**Exercise inputs**

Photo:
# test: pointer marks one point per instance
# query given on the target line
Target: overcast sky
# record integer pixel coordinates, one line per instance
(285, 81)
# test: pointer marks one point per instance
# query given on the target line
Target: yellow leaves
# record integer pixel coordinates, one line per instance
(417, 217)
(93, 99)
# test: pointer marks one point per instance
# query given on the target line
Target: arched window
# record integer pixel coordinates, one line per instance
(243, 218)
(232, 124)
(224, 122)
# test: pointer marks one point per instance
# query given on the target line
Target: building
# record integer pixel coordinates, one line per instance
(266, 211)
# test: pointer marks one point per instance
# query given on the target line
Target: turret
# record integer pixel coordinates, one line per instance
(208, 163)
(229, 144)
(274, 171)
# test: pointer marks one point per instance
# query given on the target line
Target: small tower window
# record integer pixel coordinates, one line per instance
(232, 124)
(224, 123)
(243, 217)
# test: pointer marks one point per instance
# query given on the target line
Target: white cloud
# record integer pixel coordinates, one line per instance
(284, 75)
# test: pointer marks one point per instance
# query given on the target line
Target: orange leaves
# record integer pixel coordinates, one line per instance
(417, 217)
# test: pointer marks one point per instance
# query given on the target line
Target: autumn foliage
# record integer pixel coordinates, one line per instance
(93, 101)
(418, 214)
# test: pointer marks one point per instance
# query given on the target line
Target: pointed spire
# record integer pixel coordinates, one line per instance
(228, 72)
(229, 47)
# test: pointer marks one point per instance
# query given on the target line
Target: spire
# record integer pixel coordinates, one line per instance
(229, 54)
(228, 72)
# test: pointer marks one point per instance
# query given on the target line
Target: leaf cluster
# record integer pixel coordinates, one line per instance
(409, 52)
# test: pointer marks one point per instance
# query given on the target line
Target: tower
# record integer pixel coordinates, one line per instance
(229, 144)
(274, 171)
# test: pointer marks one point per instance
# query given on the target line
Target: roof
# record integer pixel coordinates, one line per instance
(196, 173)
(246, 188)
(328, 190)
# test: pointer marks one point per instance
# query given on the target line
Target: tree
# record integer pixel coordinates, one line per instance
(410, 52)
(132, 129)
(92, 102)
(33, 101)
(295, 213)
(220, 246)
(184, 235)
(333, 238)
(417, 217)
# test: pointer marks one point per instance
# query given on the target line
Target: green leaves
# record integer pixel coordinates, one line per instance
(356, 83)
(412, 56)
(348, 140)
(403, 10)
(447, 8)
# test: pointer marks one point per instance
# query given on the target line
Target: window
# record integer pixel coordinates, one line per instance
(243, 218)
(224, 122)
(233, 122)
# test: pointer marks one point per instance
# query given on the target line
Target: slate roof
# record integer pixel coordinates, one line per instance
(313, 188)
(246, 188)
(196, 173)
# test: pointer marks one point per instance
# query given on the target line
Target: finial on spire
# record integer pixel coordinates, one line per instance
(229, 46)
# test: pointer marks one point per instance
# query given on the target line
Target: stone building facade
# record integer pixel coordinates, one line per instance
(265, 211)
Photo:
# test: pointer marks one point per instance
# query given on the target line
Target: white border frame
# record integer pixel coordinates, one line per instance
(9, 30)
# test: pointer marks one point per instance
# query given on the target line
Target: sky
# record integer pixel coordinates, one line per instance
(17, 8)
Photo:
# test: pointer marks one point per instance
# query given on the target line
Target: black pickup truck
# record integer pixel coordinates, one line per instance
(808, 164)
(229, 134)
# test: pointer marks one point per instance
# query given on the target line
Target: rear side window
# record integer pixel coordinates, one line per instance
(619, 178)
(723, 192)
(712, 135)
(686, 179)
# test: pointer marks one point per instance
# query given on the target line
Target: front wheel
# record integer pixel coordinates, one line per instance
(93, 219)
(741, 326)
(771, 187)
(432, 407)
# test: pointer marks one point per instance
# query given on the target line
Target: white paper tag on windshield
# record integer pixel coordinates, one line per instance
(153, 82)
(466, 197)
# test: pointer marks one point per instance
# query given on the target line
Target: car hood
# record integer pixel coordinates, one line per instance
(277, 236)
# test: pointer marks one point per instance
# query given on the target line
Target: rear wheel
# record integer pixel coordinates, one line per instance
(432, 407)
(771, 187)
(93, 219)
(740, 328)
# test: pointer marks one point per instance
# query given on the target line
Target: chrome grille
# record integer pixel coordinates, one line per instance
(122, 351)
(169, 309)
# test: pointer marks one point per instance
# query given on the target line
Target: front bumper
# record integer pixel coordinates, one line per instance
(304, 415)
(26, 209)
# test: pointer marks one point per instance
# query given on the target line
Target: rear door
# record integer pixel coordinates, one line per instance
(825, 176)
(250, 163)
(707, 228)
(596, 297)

**Task to carry out**
Give back the whole listing above, identical in every line.

**Exercise solution**
Photo:
# test: pointer marks one point per instance
# query given on the target line
Target: overcast sky
# record integer pixel coordinates, one line per instance
(285, 81)
# test: pointer marks one point per instance
# query given on the target line
Target: yellow leaves
# record integer pixel coordinates, one line per instance
(417, 217)
(93, 99)
# test: pointer marks one point per instance
# query given on the target line
Target: arched window
# record integer pixel coordinates, one line per instance
(243, 218)
(232, 124)
(224, 122)
# test: pointer marks one point per instance
# query given on the target line
Target: building
# record integer pixel coordinates, one line per instance
(266, 211)
# test: pointer marks one point per instance
# query given on the target line
Target: turret
# record integer pixel coordinates, one line per instance
(208, 163)
(229, 144)
(274, 171)
# test: pointer marks one point per instance
# query given on the target line
Target: small tower window
# record integer pixel coordinates, one line per instance
(232, 124)
(224, 123)
(243, 217)
# test: pointer marks one point per instance
# query given on the target line
Target: white cloud
# record integer pixel coordinates, one line per instance
(284, 75)
# test: pointer marks one point per instance
# query given on the target line
Target: orange leaves
# record integer pixel coordinates, one line per instance
(417, 217)
# test: pointer marks one point per instance
# query given on the target line
Target: autumn foliage
# record integer pixel coordinates, one line per instance
(93, 101)
(418, 214)
# test: pointer marks one point per instance
# query given on the target line
Target: pointed spire
# record integer pixel coordinates, one line per instance
(228, 72)
(229, 47)
# test: pointer marks one point per instance
# query given on the target line
Target: spire
# record integer pixel coordinates, one line per instance
(229, 54)
(228, 72)
# test: pointer marks one point per instance
# query given on the target line
Target: leaf cluster
# record integer pixel coordinates, one line per instance
(409, 52)
# test: pointer marks one point per instance
# query given on the target line
Target: tower
# record integer pixel coordinates, one line per instance
(229, 144)
(274, 171)
# test: pointer marks one point per instance
# query given on the target line
Target: roof
# record integer pixel coordinates, one line per instance
(196, 173)
(246, 188)
(328, 190)
# test: pointer marks one point per instance
# query given on the target line
Target: tree
# record integer pixel coordinates, one line per instance
(410, 52)
(132, 129)
(92, 102)
(33, 101)
(295, 213)
(220, 246)
(184, 235)
(333, 238)
(417, 217)
# test: pointer marks one point per instance
# query given on the target line
Target: green leaves
# record integer pixel coordinates, one line per instance
(356, 83)
(412, 56)
(348, 140)
(403, 10)
(447, 8)
# test: pointer marks one point per instance
# query given on the target line
Target: window
# record integer pixel coordinates, one line per instance
(243, 218)
(224, 122)
(233, 122)
# test: pointer marks one point per instance
# query given on the target line
Target: slate roof
# record integer pixel coordinates, one line per instance
(313, 188)
(246, 188)
(196, 173)
# test: pointer marks one point per instance
# query given on the target line
Target: finial on spire
# record integer pixel coordinates, one line per instance
(229, 46)
# test: pointer marks one point per instance
# query given on the target line
Target: stone building facade
# record integer pixel coordinates, one line per instance
(265, 211)
Photo:
# test: pointer marks one point per instance
# query given on the target line
Target: white border frame
# record integer pixel coordinates, one line per instance
(9, 30)
# test: pointer marks one point per instance
# query given on the target line
Target: sky
# record integer pixel coordinates, one line per instance
(17, 8)
Photo:
# test: pointer marks one point per instance
# query given on the target line
Target: black pickup truck
# record integer pixel coordinates, one line per instance
(808, 164)
(229, 134)
# test: pointer marks one point per instance
# query given on the target line
Target: rear side window
# record integer pixel coordinates, one line per instance
(619, 178)
(723, 192)
(712, 135)
(686, 179)
# test: pointer marks one point per instance
# query given on the target line
Target: front wheel
# record integer pixel coordinates, one line per instance
(93, 219)
(741, 326)
(771, 187)
(432, 407)
# test: pointer marks one point per instance
# query given on the target line
Target: white paper tag on windshield
# record integer pixel coordinates, one line per instance
(153, 82)
(466, 197)
# test: pointer marks one point per instance
# query given on the target line
Target: car hood
# record integer pixel coordinates, one line per instance
(277, 236)
# test: pointer marks one point per instance
# query given on the target line
Target: rear wheel
# record integer pixel coordinates, one line per instance
(432, 407)
(771, 187)
(93, 219)
(740, 328)
# test: pointer marks one point per instance
# query given on the target line
Target: chrome grille
# record integer pixel coordinates, one line per instance
(122, 351)
(169, 309)
# test: pointer marks one point per instance
# query given on the target line
Target: front bumper
# record integer pixel coordinates, one line per instance
(304, 415)
(26, 209)
# test: pointer marks one point per instance
# query given on the target line
Target: rear door
# record integer pixel coordinates, one line per instance
(825, 176)
(250, 163)
(707, 228)
(596, 297)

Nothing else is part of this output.